Copy out the part that opens with the line containing "Locate the grey" and closes with the line containing "[[237, 165]]", swapping every "jackdaw" for "crow" and keeping everything else the same.

(Point labeling lines)
* BEGIN *
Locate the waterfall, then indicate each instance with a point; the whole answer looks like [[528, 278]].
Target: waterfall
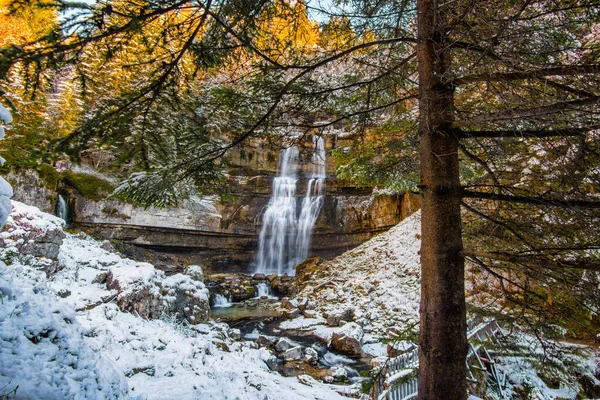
[[264, 289], [61, 208], [221, 301], [284, 239]]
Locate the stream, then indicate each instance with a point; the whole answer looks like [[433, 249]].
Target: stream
[[258, 317]]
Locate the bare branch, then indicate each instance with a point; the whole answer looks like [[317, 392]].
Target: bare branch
[[540, 201], [561, 70]]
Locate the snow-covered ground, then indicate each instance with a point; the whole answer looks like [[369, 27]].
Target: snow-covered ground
[[378, 280], [48, 350]]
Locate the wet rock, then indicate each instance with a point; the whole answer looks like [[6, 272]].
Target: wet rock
[[283, 286], [266, 341], [185, 298], [101, 278], [308, 271], [290, 314], [235, 334], [108, 246], [294, 353], [222, 346], [336, 318], [348, 339], [311, 356], [195, 272], [240, 287], [339, 374], [287, 304], [284, 344]]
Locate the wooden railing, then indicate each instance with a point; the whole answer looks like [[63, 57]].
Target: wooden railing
[[397, 378]]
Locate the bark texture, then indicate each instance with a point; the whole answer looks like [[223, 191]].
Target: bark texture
[[442, 338]]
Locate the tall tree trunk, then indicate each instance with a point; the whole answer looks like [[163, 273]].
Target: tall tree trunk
[[442, 338]]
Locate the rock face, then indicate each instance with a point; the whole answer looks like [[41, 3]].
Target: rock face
[[348, 339], [223, 236], [30, 189]]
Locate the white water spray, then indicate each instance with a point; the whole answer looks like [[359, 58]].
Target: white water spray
[[61, 208], [263, 289], [285, 236], [222, 301]]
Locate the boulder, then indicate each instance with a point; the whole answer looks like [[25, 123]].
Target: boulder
[[348, 339], [283, 286], [290, 314], [185, 298], [339, 374], [266, 341], [36, 243], [137, 292], [311, 356], [287, 304], [307, 271], [195, 272], [284, 344]]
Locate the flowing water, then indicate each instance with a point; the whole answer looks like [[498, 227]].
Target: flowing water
[[61, 208], [263, 289], [222, 301], [285, 236]]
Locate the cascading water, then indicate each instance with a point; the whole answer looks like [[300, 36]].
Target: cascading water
[[61, 208], [285, 236], [222, 301], [263, 289]]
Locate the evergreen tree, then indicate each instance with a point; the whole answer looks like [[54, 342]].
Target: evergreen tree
[[498, 84]]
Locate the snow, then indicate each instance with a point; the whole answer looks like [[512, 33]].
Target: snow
[[49, 350], [378, 280], [5, 115]]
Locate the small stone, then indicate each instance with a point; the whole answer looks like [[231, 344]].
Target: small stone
[[101, 278], [348, 339], [290, 314], [294, 353], [107, 245], [284, 344], [222, 346], [235, 334], [195, 272], [266, 341], [287, 304], [311, 356], [339, 374]]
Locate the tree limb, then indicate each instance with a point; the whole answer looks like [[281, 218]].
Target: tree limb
[[540, 201]]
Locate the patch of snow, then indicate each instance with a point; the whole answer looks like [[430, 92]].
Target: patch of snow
[[49, 350], [379, 280]]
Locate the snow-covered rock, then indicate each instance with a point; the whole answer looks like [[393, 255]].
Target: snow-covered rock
[[186, 298], [378, 281], [43, 349], [195, 272], [29, 240], [294, 353], [348, 338], [51, 351]]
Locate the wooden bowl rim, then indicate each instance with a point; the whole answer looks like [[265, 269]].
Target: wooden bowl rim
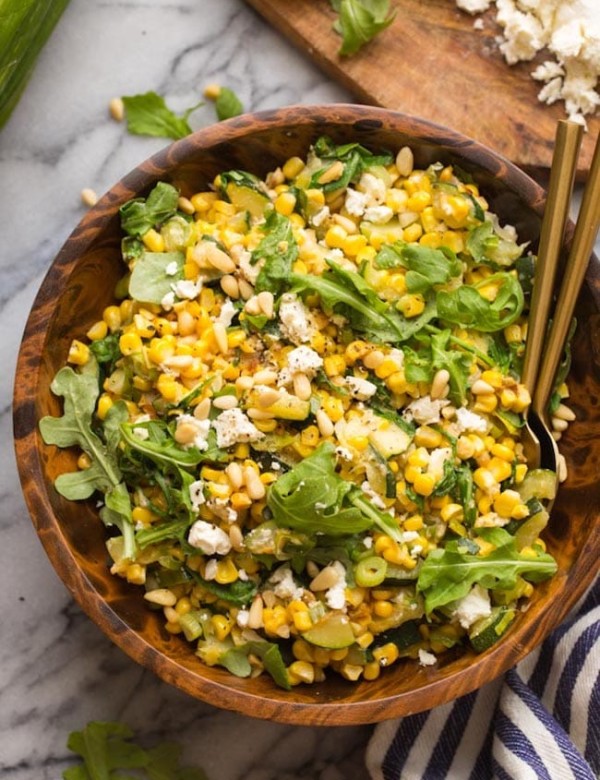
[[281, 706]]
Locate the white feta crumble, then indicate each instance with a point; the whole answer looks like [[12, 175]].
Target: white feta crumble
[[360, 388], [200, 428], [285, 586], [209, 538], [378, 214], [355, 203], [197, 494], [232, 426], [470, 421], [294, 316], [336, 595], [227, 313], [426, 658], [475, 605], [304, 360], [425, 410]]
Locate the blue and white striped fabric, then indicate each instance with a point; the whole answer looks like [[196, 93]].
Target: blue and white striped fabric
[[541, 721]]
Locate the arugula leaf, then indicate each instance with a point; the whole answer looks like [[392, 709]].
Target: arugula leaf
[[139, 215], [108, 747], [228, 104], [360, 21], [149, 281], [80, 392], [467, 307], [148, 114], [279, 250], [448, 574], [314, 499]]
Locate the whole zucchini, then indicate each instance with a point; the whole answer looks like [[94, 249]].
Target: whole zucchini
[[25, 26]]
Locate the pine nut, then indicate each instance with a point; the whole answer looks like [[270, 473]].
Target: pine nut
[[481, 387], [220, 333], [325, 579], [332, 173], [565, 413], [225, 402], [324, 424], [246, 289], [202, 409], [439, 385], [405, 161], [89, 197], [266, 303], [302, 386], [373, 359], [255, 613], [116, 108], [265, 377], [235, 475], [230, 286], [161, 596]]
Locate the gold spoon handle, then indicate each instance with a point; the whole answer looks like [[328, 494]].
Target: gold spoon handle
[[586, 230], [562, 175]]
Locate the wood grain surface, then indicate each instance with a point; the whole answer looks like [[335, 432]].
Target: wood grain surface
[[432, 63]]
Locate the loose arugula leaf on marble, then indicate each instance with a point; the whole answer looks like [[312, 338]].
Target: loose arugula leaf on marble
[[108, 747], [80, 391], [154, 274], [313, 498], [148, 114], [139, 215], [360, 21], [447, 574], [228, 104]]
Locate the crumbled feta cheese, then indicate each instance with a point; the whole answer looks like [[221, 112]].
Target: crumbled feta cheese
[[470, 421], [284, 584], [197, 494], [199, 427], [209, 538], [296, 325], [425, 410], [232, 426], [355, 203], [336, 595], [360, 388], [227, 313], [304, 360], [475, 605], [378, 214], [426, 658]]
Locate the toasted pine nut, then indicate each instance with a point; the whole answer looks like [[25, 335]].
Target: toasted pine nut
[[332, 173], [230, 286], [266, 302], [225, 402], [405, 161], [440, 383], [302, 386], [116, 108], [220, 333], [202, 409], [324, 424]]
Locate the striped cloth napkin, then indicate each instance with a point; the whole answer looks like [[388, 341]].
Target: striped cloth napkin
[[541, 721]]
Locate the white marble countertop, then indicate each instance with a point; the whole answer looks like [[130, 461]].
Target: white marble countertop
[[57, 670]]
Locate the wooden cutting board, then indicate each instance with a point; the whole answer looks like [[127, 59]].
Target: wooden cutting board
[[432, 63]]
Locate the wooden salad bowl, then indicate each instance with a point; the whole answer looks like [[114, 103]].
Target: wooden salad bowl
[[80, 284]]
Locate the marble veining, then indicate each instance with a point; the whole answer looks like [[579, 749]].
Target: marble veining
[[57, 670]]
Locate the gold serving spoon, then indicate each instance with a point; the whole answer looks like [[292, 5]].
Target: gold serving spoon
[[538, 444], [586, 231]]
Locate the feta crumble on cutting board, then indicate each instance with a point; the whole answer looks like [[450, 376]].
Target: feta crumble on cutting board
[[569, 30]]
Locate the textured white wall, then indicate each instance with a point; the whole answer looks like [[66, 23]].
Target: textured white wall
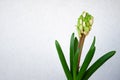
[[28, 29]]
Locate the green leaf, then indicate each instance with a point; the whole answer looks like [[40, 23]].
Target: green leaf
[[75, 64], [97, 64], [63, 61], [71, 52], [87, 60], [75, 44]]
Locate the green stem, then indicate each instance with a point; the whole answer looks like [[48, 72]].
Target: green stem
[[80, 45]]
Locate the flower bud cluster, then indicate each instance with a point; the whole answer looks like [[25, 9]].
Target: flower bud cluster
[[84, 23]]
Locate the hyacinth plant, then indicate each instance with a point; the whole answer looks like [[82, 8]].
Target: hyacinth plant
[[84, 71]]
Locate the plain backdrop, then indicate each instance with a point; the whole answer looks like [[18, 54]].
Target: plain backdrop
[[29, 28]]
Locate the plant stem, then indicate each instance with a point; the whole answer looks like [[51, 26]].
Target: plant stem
[[80, 45]]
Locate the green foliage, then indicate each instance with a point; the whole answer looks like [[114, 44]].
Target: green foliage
[[84, 72]]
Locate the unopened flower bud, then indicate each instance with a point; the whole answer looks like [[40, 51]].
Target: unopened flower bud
[[85, 22]]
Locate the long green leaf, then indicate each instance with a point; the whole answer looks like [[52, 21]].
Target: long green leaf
[[97, 64], [71, 52], [63, 61], [75, 64], [87, 60]]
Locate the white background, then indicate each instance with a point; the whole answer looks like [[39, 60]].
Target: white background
[[28, 29]]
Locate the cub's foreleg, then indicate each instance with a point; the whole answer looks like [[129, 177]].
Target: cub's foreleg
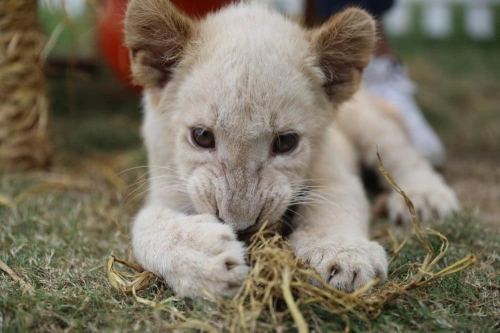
[[194, 254], [331, 230]]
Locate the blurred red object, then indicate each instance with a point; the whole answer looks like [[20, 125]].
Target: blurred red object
[[110, 32]]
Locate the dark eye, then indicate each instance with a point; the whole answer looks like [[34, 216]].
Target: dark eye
[[285, 143], [203, 138]]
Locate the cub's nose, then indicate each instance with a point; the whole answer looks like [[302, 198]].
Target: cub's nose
[[238, 222]]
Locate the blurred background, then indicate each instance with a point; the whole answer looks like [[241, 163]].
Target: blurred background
[[451, 49]]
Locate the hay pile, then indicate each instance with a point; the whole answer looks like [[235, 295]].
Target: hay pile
[[23, 88], [278, 295]]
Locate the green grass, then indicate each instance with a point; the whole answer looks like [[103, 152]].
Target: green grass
[[58, 239]]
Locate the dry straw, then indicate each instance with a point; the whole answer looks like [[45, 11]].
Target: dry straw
[[23, 88], [278, 289]]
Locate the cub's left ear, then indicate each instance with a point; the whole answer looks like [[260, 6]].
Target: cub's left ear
[[343, 46]]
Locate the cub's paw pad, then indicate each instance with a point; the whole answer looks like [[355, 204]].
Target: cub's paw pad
[[350, 266]]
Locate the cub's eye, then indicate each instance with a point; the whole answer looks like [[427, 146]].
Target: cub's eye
[[285, 143], [203, 138]]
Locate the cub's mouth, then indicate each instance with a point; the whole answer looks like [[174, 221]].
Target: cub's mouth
[[286, 225]]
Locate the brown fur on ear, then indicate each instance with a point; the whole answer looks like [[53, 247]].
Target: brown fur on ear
[[156, 33], [344, 45]]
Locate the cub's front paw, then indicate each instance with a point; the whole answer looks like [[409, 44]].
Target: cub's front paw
[[348, 265], [209, 258], [432, 201]]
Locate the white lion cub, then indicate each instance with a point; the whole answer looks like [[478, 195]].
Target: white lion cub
[[239, 127]]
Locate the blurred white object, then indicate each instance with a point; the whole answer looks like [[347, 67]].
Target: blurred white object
[[74, 8], [437, 20], [479, 21], [293, 8], [389, 80], [399, 19]]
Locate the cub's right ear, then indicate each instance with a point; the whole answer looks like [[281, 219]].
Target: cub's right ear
[[157, 34]]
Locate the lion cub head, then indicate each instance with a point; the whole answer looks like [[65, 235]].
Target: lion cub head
[[237, 104]]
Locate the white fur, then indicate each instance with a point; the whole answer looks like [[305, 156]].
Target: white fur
[[249, 75]]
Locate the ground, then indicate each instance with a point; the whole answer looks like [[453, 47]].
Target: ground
[[58, 227]]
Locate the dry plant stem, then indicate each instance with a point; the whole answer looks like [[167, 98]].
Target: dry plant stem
[[277, 274], [24, 110], [26, 287]]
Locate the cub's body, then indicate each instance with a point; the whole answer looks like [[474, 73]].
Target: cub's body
[[247, 78]]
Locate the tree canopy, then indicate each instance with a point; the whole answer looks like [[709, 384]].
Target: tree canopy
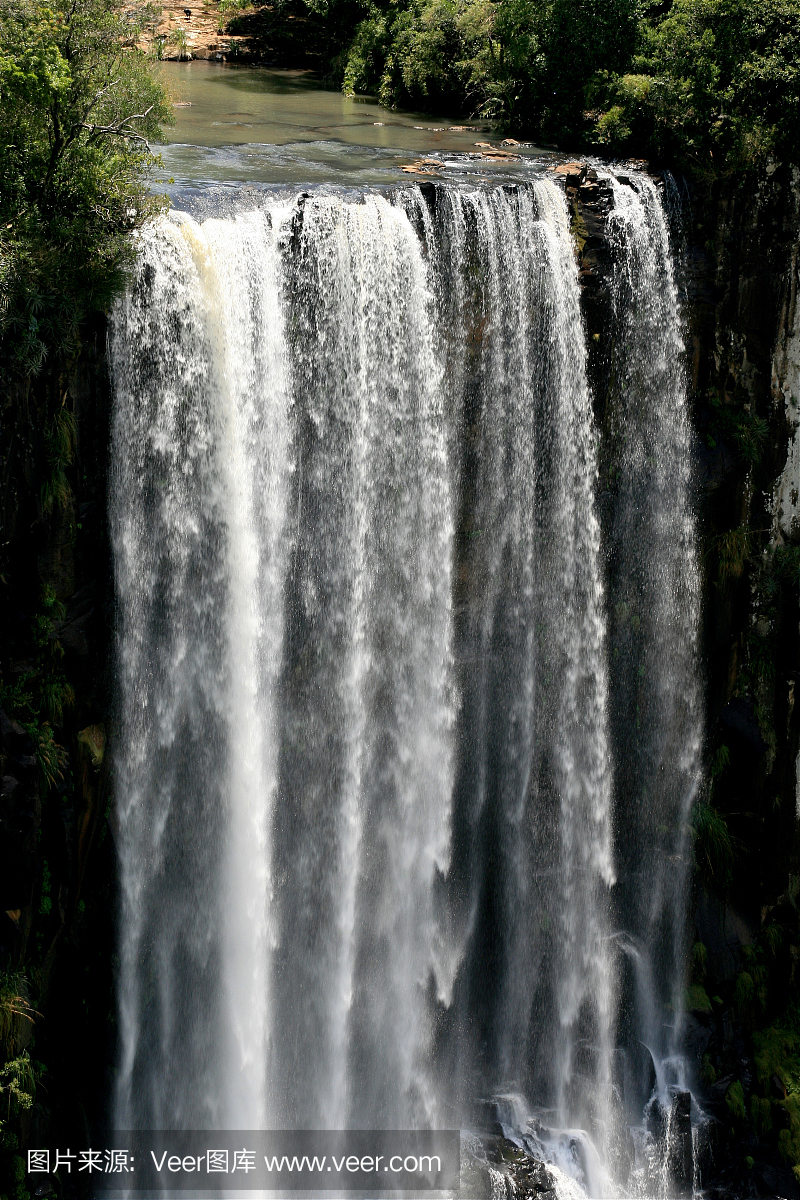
[[710, 84], [78, 109]]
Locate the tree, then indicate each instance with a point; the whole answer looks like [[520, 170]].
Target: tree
[[78, 109]]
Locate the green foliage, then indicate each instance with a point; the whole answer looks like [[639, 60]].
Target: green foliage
[[14, 1008], [18, 1080], [761, 1111], [714, 846], [777, 1053], [708, 1074], [726, 81], [734, 1099], [714, 84], [696, 999], [78, 107], [59, 451]]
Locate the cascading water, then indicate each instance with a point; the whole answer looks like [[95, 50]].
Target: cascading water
[[365, 789], [655, 628]]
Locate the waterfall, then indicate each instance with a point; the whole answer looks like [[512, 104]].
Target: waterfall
[[655, 621], [388, 683]]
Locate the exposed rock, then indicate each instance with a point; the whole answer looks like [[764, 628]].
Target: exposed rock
[[679, 1151]]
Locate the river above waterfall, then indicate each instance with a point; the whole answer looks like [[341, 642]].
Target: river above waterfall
[[257, 125]]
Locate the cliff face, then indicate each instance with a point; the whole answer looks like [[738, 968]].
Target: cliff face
[[738, 250], [56, 858]]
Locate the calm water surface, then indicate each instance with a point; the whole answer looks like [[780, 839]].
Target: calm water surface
[[242, 124]]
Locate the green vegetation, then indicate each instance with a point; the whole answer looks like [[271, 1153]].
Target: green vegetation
[[710, 85], [78, 108]]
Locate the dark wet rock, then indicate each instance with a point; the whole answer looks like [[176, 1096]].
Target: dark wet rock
[[680, 1164]]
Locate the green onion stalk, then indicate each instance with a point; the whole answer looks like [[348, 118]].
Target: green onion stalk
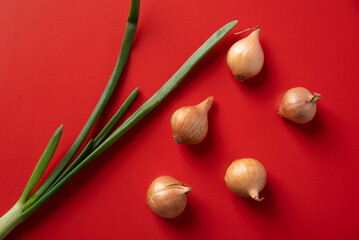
[[68, 167]]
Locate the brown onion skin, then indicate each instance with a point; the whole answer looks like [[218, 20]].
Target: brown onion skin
[[246, 177], [167, 196], [299, 105]]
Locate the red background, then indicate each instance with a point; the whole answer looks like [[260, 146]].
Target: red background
[[56, 58]]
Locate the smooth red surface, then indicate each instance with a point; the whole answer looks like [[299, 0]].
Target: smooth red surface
[[56, 58]]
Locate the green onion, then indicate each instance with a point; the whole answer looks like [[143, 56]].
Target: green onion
[[139, 114]]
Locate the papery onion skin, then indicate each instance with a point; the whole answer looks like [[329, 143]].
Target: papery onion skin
[[167, 196], [190, 124], [246, 177], [299, 105]]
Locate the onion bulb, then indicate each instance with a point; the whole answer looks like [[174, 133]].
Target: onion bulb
[[167, 196], [246, 177], [245, 58], [299, 105], [190, 124]]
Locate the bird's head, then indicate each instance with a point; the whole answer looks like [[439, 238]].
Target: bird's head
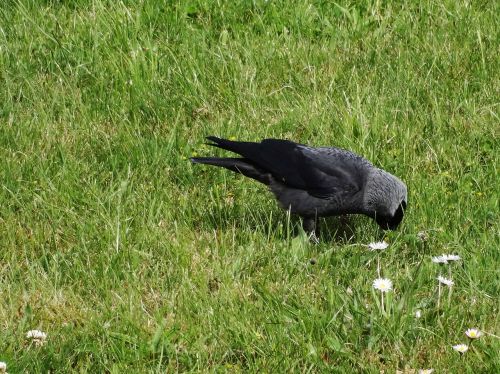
[[386, 199]]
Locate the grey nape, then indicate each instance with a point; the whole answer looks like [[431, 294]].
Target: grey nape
[[316, 182]]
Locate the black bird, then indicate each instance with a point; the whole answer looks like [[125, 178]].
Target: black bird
[[316, 182]]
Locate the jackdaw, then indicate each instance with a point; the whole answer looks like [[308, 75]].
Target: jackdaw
[[316, 182]]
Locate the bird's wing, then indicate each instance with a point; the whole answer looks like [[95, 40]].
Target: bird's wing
[[323, 172]]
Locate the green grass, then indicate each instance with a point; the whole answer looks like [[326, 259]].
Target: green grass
[[133, 260]]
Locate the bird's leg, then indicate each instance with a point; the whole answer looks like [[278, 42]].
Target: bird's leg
[[311, 227]]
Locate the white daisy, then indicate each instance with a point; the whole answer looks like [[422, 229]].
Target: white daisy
[[380, 246], [440, 259], [461, 348], [422, 235], [473, 333], [452, 257], [445, 281], [37, 336], [382, 284]]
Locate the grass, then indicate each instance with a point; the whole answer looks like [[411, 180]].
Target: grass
[[131, 259]]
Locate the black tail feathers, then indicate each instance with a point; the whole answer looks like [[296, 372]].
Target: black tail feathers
[[237, 165]]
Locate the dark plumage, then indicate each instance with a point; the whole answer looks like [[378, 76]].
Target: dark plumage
[[316, 182]]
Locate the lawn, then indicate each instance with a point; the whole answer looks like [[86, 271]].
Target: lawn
[[131, 259]]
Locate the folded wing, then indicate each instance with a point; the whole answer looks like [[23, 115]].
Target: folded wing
[[320, 173]]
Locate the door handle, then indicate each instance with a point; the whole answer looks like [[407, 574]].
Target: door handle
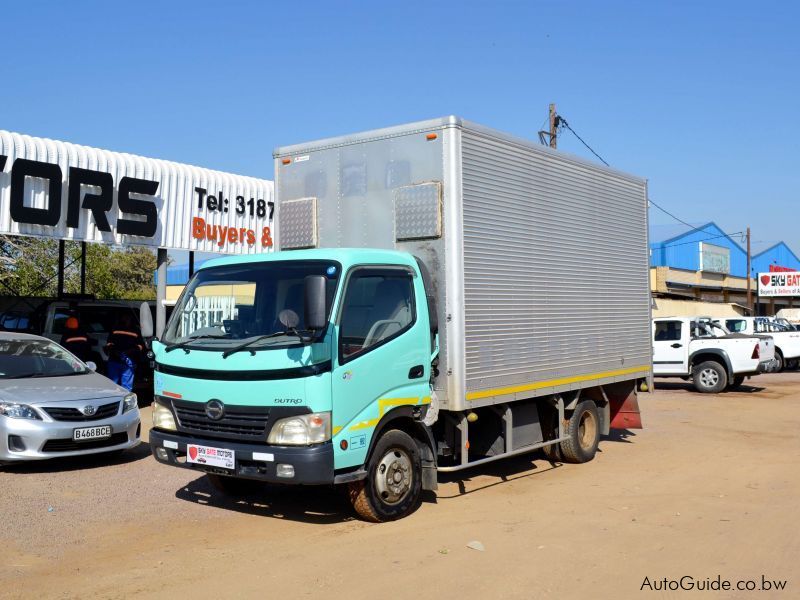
* END *
> _The answer_:
Locate the grey nape, then indicate each instance with a point; the whole answer looks like [[431, 294]].
Target: grey nape
[[316, 182]]
Locate the black bird, then indicate each instance with a point; the whole answer looks like [[125, 178]].
Target: black bird
[[316, 182]]
Locate the crow, then indicate each instance with a point; the whole answer looks like [[308, 75]].
Target: crow
[[316, 182]]
Locate the bird's wing, then indicate each instance with a point; the whole answer looks like [[95, 40]].
Target: bird's wing
[[323, 172]]
Locate the green grass, then indicate each instance with a point; the whole answer looks like [[326, 259]].
Target: green grass
[[133, 260]]
Locate the bird's leg, then indicate each instance with a point; the whole answer looks like [[278, 42]].
Target: bird's leg
[[311, 227]]
Locate the white daisy, then indicate each instance with a point; the whole answer looks like [[422, 229]].
Target: white daisy
[[380, 246], [440, 259], [461, 348], [422, 235], [473, 333], [452, 257], [445, 281], [37, 336], [382, 284]]
Locate the grass, then indicate each instance with a point; the whole answer looks like [[411, 180]].
Target: grass
[[131, 259]]
Locate the black tail feathers, then indicate each instance with a point; the whole answer looks like [[296, 372]].
Target: black tail feathers
[[237, 165]]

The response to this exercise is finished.